Indiquez combien de lignes des items contiennent la chaîne « negative ». Donnez uniquement ce nombre.

════

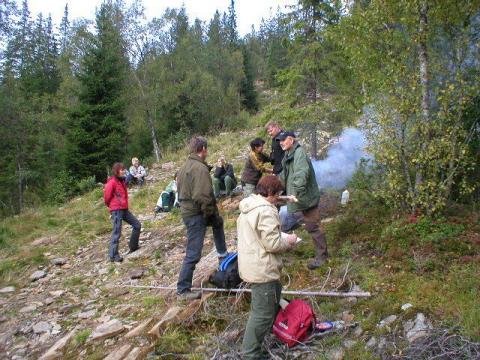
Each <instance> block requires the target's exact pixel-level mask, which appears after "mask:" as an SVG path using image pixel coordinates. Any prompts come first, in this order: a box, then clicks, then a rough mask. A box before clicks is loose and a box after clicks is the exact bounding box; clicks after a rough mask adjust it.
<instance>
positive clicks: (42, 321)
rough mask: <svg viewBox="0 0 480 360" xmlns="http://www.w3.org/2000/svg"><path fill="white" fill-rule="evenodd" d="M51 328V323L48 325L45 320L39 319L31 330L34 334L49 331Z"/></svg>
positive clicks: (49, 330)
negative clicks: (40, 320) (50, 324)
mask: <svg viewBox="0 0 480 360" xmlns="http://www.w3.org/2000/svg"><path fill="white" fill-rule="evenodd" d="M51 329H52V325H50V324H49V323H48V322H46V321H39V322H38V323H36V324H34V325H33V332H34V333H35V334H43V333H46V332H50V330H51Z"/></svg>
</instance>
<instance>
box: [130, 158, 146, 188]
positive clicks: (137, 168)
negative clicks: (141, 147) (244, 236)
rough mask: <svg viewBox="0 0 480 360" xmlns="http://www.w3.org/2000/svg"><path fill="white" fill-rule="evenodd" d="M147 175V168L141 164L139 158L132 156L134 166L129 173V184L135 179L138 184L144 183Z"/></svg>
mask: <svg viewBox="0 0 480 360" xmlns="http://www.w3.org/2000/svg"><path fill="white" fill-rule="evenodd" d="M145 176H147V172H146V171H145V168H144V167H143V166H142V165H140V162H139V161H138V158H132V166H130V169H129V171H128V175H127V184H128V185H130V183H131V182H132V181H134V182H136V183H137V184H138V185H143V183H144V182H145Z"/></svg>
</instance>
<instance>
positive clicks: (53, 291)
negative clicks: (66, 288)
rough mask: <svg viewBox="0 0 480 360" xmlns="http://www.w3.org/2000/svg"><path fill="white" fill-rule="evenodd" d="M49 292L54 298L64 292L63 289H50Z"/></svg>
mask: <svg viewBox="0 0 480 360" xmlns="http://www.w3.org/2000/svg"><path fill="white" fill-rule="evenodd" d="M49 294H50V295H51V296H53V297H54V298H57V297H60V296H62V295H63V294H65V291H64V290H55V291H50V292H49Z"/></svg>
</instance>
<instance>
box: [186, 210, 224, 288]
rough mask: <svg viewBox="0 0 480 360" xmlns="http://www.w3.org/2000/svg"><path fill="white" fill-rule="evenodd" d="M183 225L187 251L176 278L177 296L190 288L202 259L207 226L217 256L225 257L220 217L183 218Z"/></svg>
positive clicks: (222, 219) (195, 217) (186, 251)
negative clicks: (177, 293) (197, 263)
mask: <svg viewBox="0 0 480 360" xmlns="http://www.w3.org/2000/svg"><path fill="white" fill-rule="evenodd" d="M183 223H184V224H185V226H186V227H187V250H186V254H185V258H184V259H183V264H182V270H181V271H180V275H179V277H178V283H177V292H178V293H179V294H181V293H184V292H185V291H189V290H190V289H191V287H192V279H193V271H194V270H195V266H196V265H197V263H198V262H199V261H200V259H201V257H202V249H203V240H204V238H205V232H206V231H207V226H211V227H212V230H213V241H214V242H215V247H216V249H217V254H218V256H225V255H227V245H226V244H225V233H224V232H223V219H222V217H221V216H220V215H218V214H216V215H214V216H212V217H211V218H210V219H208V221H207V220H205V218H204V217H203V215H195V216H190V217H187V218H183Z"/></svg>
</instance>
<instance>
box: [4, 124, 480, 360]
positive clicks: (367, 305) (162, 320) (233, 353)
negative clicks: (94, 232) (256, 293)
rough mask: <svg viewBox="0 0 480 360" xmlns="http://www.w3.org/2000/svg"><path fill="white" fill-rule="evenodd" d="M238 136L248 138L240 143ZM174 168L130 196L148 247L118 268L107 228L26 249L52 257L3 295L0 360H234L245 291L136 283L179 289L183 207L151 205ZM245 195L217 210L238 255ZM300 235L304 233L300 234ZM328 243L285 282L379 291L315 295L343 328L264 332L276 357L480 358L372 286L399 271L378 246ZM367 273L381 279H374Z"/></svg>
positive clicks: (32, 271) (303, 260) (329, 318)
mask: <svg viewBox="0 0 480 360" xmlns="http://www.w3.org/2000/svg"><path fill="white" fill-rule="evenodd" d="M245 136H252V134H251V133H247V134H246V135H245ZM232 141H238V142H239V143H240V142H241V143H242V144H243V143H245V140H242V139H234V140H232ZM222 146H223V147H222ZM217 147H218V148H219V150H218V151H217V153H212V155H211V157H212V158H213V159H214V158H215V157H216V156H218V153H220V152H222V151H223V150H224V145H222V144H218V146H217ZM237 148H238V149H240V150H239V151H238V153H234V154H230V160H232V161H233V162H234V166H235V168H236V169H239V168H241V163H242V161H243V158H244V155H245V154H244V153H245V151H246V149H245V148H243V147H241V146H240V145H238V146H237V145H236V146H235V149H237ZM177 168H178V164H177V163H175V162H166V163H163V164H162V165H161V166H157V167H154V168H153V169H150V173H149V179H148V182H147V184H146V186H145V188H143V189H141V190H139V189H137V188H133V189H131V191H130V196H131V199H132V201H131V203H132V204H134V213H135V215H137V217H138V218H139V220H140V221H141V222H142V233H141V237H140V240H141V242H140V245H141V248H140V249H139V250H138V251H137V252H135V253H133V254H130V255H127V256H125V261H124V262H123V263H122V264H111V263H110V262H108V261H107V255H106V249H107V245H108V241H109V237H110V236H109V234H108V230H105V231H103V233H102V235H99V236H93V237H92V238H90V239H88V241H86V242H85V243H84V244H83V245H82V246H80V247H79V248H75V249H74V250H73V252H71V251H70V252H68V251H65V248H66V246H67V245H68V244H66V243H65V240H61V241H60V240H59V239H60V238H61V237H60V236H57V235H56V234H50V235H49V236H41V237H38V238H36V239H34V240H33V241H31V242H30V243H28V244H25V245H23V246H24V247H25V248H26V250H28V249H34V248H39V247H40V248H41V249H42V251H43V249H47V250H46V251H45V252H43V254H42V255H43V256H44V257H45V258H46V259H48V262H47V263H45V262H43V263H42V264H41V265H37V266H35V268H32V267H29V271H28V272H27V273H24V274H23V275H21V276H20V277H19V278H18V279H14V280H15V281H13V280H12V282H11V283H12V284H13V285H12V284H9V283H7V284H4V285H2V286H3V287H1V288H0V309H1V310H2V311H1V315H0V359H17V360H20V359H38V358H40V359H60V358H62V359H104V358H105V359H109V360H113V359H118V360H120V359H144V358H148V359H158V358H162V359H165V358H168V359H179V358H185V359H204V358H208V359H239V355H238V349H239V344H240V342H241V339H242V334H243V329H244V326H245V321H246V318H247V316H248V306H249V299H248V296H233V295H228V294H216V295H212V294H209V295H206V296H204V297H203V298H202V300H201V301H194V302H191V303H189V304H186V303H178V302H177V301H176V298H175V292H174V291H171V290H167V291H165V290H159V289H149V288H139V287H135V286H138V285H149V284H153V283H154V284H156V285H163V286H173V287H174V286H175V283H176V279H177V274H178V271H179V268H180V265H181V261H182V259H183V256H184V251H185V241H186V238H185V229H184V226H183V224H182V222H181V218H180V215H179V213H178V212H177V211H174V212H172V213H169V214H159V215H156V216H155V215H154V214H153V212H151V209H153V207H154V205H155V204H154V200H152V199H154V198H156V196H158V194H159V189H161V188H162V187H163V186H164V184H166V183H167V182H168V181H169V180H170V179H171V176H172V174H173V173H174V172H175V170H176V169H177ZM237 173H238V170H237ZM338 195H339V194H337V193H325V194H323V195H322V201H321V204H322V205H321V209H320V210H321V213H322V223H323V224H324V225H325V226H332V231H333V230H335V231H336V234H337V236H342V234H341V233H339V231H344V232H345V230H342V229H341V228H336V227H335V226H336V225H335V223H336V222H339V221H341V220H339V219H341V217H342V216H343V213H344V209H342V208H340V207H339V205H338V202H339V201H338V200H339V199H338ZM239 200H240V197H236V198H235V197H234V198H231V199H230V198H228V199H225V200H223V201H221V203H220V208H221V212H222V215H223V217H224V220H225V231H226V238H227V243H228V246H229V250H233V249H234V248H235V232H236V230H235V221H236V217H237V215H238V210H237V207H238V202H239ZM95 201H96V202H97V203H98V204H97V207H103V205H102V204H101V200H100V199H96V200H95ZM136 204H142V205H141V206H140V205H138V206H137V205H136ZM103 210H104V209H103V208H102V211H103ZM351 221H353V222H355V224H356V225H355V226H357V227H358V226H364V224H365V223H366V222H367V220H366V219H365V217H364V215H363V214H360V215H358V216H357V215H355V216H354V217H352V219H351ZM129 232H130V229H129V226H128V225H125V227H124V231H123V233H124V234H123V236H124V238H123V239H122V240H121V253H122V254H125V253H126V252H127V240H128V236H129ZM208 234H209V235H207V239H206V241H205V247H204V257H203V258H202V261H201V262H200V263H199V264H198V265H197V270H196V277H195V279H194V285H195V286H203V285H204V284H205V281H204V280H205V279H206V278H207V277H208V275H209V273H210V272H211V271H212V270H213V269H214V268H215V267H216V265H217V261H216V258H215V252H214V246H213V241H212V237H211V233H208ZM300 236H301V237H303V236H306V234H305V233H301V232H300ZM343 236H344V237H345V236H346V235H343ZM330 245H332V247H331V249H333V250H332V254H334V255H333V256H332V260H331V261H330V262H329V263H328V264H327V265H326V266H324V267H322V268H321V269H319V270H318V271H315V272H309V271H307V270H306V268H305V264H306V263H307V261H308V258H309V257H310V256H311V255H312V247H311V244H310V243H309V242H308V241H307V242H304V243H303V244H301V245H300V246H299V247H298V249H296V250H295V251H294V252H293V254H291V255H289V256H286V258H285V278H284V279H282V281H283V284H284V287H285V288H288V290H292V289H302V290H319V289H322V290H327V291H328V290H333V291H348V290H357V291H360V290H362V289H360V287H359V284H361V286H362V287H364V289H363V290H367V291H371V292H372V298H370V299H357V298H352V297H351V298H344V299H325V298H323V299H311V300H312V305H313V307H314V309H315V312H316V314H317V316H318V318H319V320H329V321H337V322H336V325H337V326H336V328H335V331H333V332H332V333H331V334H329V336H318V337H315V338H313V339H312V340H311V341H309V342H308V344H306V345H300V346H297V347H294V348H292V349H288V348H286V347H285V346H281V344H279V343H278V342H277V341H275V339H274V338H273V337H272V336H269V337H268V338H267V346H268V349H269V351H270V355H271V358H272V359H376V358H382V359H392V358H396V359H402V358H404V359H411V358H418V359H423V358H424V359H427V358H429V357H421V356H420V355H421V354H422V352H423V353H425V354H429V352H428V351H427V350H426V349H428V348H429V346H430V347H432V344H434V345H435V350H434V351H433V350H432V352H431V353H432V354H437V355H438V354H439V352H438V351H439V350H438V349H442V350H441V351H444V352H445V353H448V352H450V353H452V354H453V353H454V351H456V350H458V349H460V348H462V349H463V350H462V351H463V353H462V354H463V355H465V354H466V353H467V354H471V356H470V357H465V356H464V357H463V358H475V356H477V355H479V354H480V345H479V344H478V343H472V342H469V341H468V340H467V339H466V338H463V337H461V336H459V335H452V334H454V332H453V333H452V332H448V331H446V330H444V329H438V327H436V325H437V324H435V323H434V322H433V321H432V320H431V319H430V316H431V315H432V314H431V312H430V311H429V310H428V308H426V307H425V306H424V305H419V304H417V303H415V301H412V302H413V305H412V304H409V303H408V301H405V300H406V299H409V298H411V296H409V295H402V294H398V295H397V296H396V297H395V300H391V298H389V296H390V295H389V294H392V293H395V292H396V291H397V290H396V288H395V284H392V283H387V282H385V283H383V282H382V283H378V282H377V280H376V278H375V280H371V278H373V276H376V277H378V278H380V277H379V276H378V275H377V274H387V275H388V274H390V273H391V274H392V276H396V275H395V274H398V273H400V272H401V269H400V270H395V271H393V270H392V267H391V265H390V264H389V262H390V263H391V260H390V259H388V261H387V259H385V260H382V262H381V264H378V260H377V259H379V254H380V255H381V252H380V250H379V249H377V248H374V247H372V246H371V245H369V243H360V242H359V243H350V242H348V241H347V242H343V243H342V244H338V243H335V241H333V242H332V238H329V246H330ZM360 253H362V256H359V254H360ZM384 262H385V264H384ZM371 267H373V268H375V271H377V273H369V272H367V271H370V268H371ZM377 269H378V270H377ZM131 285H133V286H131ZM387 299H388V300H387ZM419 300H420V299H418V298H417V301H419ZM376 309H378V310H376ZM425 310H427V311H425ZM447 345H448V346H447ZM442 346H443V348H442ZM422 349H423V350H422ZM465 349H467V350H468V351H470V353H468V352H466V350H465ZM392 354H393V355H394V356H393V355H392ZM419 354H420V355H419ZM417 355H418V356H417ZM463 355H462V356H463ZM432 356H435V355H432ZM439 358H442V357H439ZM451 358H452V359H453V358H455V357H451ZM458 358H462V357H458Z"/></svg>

════

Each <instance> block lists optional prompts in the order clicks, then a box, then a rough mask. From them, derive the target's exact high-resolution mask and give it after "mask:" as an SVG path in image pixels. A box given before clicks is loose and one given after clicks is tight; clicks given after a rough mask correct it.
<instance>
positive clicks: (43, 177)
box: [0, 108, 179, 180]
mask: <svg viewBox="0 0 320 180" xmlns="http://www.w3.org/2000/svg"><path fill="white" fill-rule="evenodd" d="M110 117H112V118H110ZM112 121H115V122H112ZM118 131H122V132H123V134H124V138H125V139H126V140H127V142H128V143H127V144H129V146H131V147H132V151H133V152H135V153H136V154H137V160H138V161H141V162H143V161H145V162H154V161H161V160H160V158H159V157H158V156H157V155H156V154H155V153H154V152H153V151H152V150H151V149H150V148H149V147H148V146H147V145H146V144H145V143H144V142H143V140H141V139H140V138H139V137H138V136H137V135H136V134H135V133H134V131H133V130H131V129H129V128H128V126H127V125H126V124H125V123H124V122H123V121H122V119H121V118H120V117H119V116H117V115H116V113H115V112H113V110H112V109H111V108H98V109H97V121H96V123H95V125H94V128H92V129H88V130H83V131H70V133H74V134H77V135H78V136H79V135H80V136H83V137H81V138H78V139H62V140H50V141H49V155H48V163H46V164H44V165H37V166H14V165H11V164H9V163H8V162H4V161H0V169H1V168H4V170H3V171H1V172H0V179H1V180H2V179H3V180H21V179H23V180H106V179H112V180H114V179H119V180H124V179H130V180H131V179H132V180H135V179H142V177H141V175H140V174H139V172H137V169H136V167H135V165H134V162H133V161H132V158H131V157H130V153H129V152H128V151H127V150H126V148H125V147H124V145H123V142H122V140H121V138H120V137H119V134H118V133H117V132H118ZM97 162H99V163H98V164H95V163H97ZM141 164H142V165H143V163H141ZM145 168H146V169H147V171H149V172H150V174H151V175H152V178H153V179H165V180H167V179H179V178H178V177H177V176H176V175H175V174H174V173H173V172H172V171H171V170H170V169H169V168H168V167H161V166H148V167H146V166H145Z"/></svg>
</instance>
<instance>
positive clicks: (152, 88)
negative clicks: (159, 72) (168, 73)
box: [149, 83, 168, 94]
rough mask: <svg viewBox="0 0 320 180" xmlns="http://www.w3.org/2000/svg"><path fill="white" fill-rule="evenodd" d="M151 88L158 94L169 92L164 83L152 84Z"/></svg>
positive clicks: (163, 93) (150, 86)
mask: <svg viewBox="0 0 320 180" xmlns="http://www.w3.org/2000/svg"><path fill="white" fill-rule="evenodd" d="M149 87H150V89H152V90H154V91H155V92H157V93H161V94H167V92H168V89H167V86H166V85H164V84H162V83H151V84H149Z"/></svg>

════

#### ESPACE DE RÉPONSE:
6